— BEGIN Records shown —
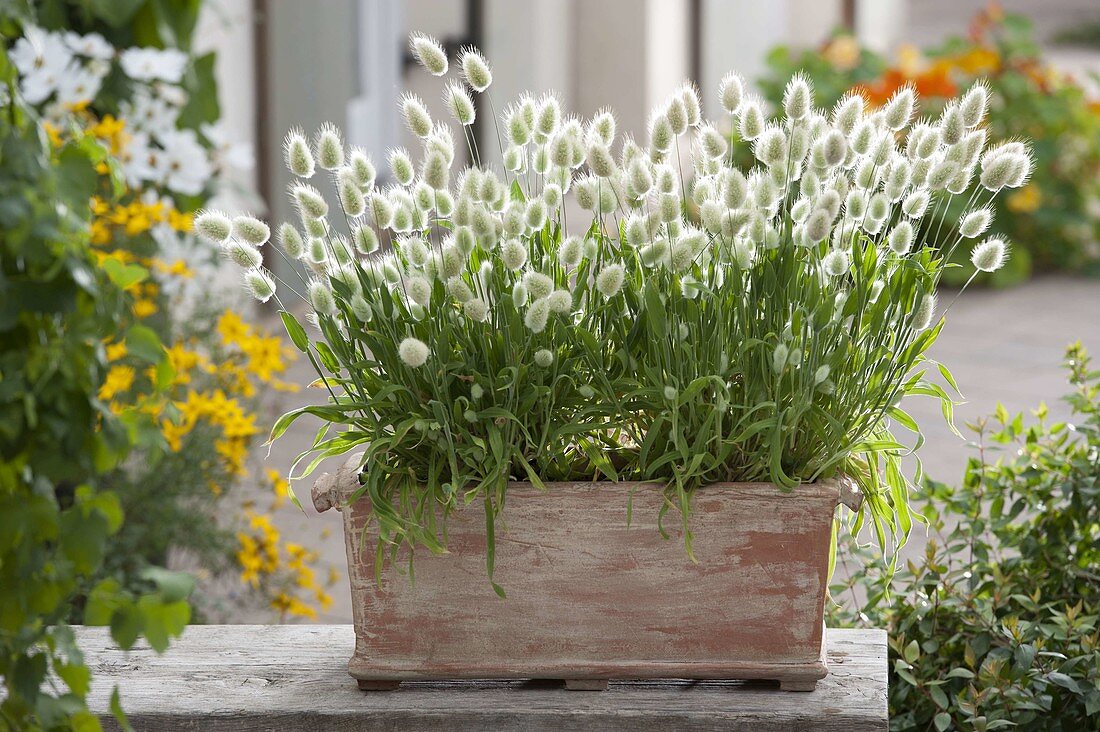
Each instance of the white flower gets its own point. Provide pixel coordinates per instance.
(251, 230)
(609, 280)
(213, 226)
(184, 161)
(146, 112)
(429, 53)
(227, 154)
(146, 64)
(78, 86)
(475, 70)
(989, 255)
(414, 352)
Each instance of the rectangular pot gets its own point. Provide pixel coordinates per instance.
(591, 599)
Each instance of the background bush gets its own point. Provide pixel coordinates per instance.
(997, 625)
(1054, 222)
(56, 437)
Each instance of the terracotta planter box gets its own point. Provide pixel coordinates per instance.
(590, 599)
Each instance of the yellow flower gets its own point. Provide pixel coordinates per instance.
(119, 380)
(117, 351)
(910, 59)
(842, 52)
(54, 133)
(1026, 199)
(144, 307)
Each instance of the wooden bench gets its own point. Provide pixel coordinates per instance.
(294, 677)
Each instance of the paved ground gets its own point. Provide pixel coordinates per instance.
(1002, 346)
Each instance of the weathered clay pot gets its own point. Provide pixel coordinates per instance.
(591, 599)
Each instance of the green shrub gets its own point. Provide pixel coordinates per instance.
(996, 625)
(1054, 222)
(56, 437)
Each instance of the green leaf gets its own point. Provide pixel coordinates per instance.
(123, 275)
(144, 343)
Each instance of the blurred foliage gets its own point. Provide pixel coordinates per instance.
(196, 417)
(1053, 222)
(996, 626)
(56, 436)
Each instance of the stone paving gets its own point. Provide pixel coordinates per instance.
(1002, 346)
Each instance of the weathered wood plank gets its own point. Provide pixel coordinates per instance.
(287, 677)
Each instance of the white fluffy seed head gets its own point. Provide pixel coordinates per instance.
(251, 230)
(351, 196)
(924, 310)
(537, 315)
(213, 226)
(514, 254)
(609, 280)
(519, 294)
(242, 254)
(538, 284)
(835, 263)
(328, 146)
(416, 116)
(414, 352)
(899, 110)
(429, 53)
(989, 255)
(260, 284)
(560, 301)
(400, 165)
(976, 222)
(848, 112)
(476, 309)
(549, 117)
(732, 91)
(460, 104)
(713, 142)
(915, 204)
(419, 290)
(320, 298)
(677, 115)
(752, 120)
(299, 160)
(475, 69)
(660, 133)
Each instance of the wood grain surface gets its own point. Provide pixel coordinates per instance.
(248, 678)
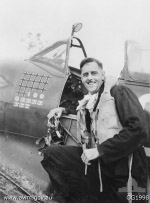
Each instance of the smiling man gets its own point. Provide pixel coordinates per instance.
(111, 129)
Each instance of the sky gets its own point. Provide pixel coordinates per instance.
(107, 24)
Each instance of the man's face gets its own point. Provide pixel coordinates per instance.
(92, 77)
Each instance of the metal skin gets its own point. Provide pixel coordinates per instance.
(28, 91)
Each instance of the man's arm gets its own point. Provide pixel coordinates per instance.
(132, 118)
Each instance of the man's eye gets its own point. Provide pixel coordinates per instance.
(85, 74)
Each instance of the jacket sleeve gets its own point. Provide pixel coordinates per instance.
(132, 118)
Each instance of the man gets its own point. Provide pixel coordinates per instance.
(111, 129)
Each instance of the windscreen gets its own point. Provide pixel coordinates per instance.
(138, 61)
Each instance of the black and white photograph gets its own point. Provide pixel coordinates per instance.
(74, 101)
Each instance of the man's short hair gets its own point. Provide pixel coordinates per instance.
(89, 60)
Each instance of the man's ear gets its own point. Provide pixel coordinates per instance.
(103, 75)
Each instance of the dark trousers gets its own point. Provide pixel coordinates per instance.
(67, 174)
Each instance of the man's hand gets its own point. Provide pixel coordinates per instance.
(89, 154)
(55, 113)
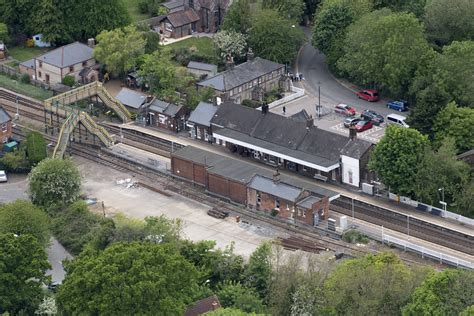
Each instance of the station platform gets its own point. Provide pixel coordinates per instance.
(183, 139)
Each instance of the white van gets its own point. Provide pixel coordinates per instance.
(396, 119)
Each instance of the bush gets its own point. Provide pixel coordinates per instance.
(25, 78)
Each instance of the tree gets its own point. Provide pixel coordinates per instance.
(397, 156)
(230, 43)
(458, 123)
(289, 9)
(443, 293)
(274, 37)
(445, 24)
(23, 264)
(384, 48)
(120, 49)
(129, 278)
(54, 182)
(35, 147)
(372, 285)
(238, 17)
(441, 169)
(22, 217)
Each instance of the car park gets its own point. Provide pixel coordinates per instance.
(344, 109)
(398, 105)
(373, 116)
(363, 125)
(368, 95)
(351, 121)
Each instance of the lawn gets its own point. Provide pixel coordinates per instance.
(132, 8)
(23, 88)
(22, 53)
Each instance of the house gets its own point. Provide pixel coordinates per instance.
(5, 126)
(74, 60)
(166, 115)
(134, 100)
(201, 70)
(257, 188)
(247, 81)
(290, 144)
(203, 306)
(199, 123)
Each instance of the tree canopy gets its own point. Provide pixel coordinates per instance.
(23, 264)
(129, 278)
(397, 156)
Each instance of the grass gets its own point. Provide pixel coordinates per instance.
(23, 88)
(132, 8)
(23, 53)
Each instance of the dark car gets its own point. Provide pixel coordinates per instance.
(351, 121)
(363, 126)
(373, 116)
(368, 95)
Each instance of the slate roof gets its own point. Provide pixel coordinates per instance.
(67, 55)
(203, 114)
(202, 66)
(241, 74)
(184, 17)
(131, 98)
(285, 135)
(4, 116)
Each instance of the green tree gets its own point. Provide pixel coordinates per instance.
(54, 182)
(120, 49)
(441, 169)
(238, 17)
(397, 156)
(129, 278)
(35, 147)
(23, 264)
(22, 217)
(274, 37)
(447, 23)
(372, 285)
(384, 48)
(458, 123)
(289, 9)
(443, 293)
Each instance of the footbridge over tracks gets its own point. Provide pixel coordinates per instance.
(75, 116)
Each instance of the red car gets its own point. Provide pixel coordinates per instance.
(344, 109)
(368, 95)
(363, 126)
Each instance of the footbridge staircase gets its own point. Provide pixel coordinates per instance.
(75, 116)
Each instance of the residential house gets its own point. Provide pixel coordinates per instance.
(199, 123)
(5, 126)
(74, 60)
(247, 81)
(166, 115)
(290, 144)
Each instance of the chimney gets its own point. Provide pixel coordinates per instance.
(276, 177)
(91, 42)
(309, 122)
(352, 133)
(250, 55)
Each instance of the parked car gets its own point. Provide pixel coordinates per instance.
(398, 105)
(3, 176)
(344, 109)
(373, 116)
(368, 95)
(351, 121)
(363, 125)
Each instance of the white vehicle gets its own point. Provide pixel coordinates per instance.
(3, 176)
(396, 119)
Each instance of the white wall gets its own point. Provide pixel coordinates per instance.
(350, 165)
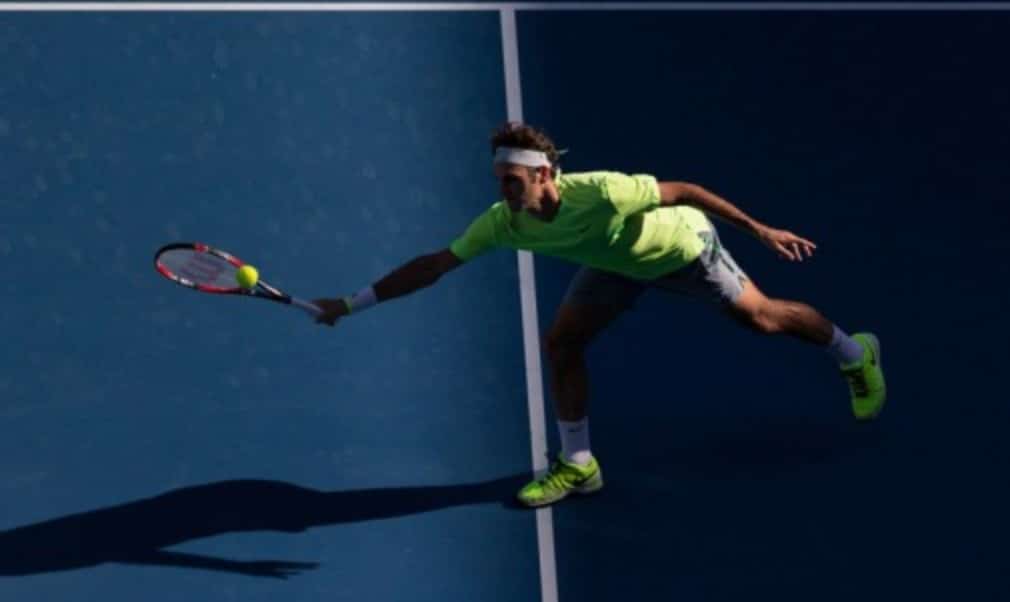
— END Records shown —
Task instructions
Starting at the line that contains "Each instance of the chimney" and stopping after the last line of the entries, reproduce every line, requests included. Scale each pixel coordinate in the answers by 0.25, rounding to whole numbers with halves rounded up, and leave out the pictures.

Result of the task
Each instance of the chimney gets its own point. Provide pixel coordinates per instance.
(69, 44)
(23, 11)
(77, 31)
(88, 33)
(63, 14)
Each instance of the parked car gets its own point. Provide pixel coordinates per instance.
(100, 26)
(1, 44)
(86, 27)
(93, 29)
(92, 24)
(88, 30)
(91, 31)
Each instance of the white vehicle gets its own point. Provide pixel coordinates per instance.
(1, 44)
(99, 30)
Each instance of the white wall gets its own point. Provide pixel coordinates per instance.
(88, 41)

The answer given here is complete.